Tuliskan kembali seluruh teks tentang perbankan syariah di bawah ini tanpa mengubah satu kata atau tanda baca pun.

Petikan Teks:
┌──

Al-Qardh adalah salah satu akad yang terdapat pada sistem perbankan syariah yang tidak lain adalah memberikan pinjaman baik berupa uang ataupun lainnya tanpa mengharapkan imbalan atau bunga ( riba . secara tidak langsung berniat untuk tolong menolong bukan komersial.
Tantangan Pengelolaan Dana
Laju pertumbuhan perbankan syariah di tingkat global tak diragukan lagi. Aset lembaga keuangan syariah di dunia diperkirakan mencapai 250 miliar dollar AS, tumbuh rata-rata lebih dari 15 persen per tahun. Di Indonesia, volume usaha perbankan syariah selama lima tahun terakhir rata-rata tumbuh 60 persen per tahun. Tahun 2005, perbankan syariah Indonesia membukukan laba Rp 238,6 miliar, meningkat 47 persen dari tahun sebelumnya. Meski begitu, Indonesia yang memiliki potensi pasar sangat luas untuk perbankan syariah, masih tertinggal jauh di belakang Malaysia.

└──

Data Sumber:
┌──

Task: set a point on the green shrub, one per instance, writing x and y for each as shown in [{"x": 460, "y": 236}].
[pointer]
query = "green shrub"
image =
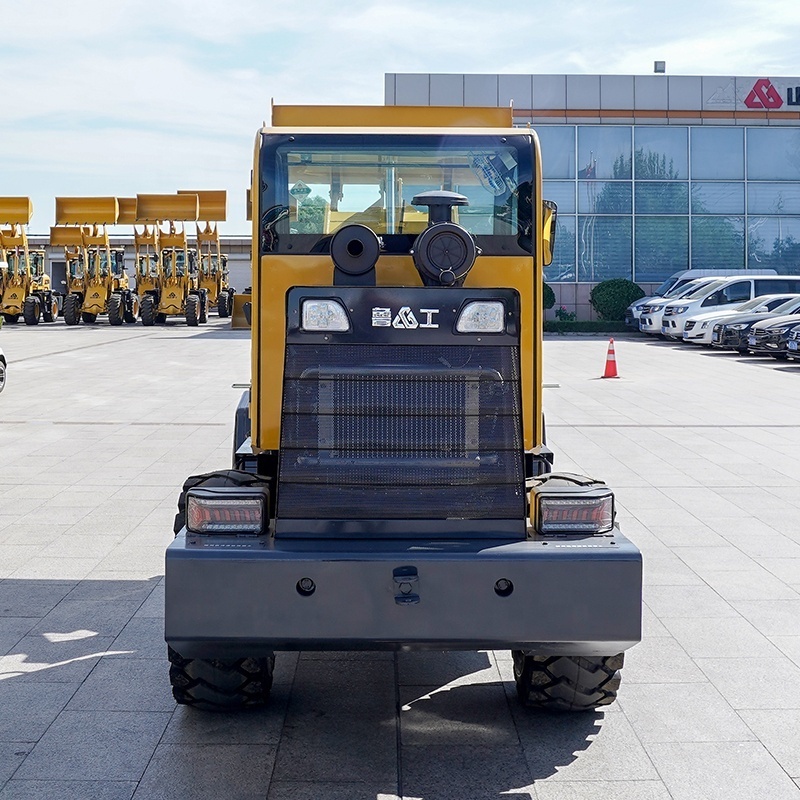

└──

Hasil Latihan:
Al-Qardh adalah salah satu akad yang terdapat pada sistem perbankan syariah yang tidak lain adalah memberikan pinjaman baik berupa uang ataupun lainnya tanpa mengharapkan imbalan atau bunga ( riba . secara tidak langsung berniat untuk tolong menolong bukan komersial.
Tantangan Pengelolaan Dana
Laju pertumbuhan perbankan syariah di tingkat global tak diragukan lagi. Aset lembaga keuangan syariah di dunia diperkirakan mencapai 250 miliar dollar AS, tumbuh rata-rata lebih dari 15 persen per tahun. Di Indonesia, volume usaha perbankan syariah selama lima tahun terakhir rata-rata tumbuh 60 persen per tahun. Tahun 2005, perbankan syariah Indonesia membukukan laba Rp 238,6 miliar, meningkat 47 persen dari tahun sebelumnya. Meski begitu, Indonesia yang memiliki potensi pasar sangat luas untuk perbankan syariah, masih tertinggal jauh di belakang Malaysia.